→ **WHAT THE TASK ASKS**: Reproduce the part of the article about "Lean On" from "The Most 2015" to "hear it again." word for word.

→ **EXTRACT PROVIDED**:
=== Begin Enclosure ===

The Most 2015 Song of 2015
Major Lazer's “Lean On” is the top-streamed song of the year, probably because it encapsulated a lot of its trends.

Today Spotify revealed that the most streamed song of 2015 is Major Lazer’s “Lean On,” featuring MØ and DJ Snake. With 540 million listens, it’s also the most streamed song of all time, a distinction that speaks to the newness of streaming itself. Next year, there may well be a new most-streamed song of all time. Or a few of them.
But there won’t be another “Lean On.” The Spotify data makes official that this is the 2015-est song of 2015, a bizarre little creation that would have sounded avant garde as of just a few years ago but now feels like collection of sounds on the cusp of tipping from trendy to tired. I bobbed my head a lot to “Lean On” this year; a big part of me hopes to never hear it again.
Let’s count the ways it’s current:
- There’s the fact of who Major Lazer is: a collaboration led by Diplo, the producer whose raiding of dance-music styles from around the world over the past decade has helped shape the sound of EDM and pop. This year, he produced the best songs on Madonna’s Rebel Heart, and his work with Skrillex, under the name Jack Ü, resulted in Justin Bieber’s huge comeback single “Where Are Ü Now.”
- Talking about the creation of that Bieber song, Diplo said that his mentality as a producer is to find ways to use the same technology as everyone else in different ways. Which means creatively warping sounds so as to be unrecognizable, new. “Lean On” is a lot like “Where Are Ü Now” in its pairing of sensitive, humane voice with a cavernous, almost alien soundscape, including the use of a few purely wordless hooks you’d call “instrumental” if you could identify any of the instruments.
- The main wordless hook for “Lean On”—the one that comes after the big chorus vocals—comes courtesy of DJ Snake, the trap and EDM producer whose hit “Turn Down for What” plausibly could have been called the 2014-est song of 2014. The high, whining sound (possibly a manipulated sample of MØ herself) and skittering drums he uses are a lot like the raucous breakdown in “Turn Down,” providing an all-important element of familiarity to the new song. Listen closely and you hear some background “heys,” another production tick of trap music that’s increasing common across pop music.

=== End Enclosure ===

→ **DATASET EXTRACT**:
=== Begin Enclosure ===

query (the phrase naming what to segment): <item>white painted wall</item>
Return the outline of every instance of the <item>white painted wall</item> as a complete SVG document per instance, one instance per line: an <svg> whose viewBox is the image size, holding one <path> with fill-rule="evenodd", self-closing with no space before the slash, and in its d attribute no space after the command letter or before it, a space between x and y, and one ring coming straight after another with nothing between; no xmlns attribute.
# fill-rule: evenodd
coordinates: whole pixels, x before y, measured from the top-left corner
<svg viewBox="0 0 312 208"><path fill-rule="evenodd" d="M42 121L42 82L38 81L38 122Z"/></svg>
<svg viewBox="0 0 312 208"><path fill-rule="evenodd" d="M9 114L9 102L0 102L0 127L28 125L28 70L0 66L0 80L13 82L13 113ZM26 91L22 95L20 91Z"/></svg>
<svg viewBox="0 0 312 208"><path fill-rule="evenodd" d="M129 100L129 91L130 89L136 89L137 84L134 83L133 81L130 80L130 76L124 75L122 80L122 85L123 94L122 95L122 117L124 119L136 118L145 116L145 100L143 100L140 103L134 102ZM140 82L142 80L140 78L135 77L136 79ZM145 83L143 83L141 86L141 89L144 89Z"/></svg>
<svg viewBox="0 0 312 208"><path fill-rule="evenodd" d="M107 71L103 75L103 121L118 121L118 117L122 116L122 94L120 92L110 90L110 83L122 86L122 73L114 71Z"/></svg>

=== End Enclosure ===

→ **OUTPUT**:
The Most 2015 Song of 2015
Major Lazer's “Lean On” is the top-streamed song of the year, probably because it encapsulated a lot of its trends.

Today Spotify revealed that the most streamed song of 2015 is Major Lazer’s “Lean On,” featuring MØ and DJ Snake. With 540 million listens, it’s also the most streamed song of all time, a distinction that speaks to the newness of streaming itself. Next year, there may well be a new most-streamed song of all time. Or a few of them.
But there won’t be another “Lean On.” The Spotify data makes official that this is the 2015-est song of 2015, a bizarre little creation that would have sounded avant garde as of just a few years ago but now feels like collection of sounds on the cusp of tipping from trendy to tired. I bobbed my head a lot to “Lean On” this year; a big part of me hopes to never hear it again.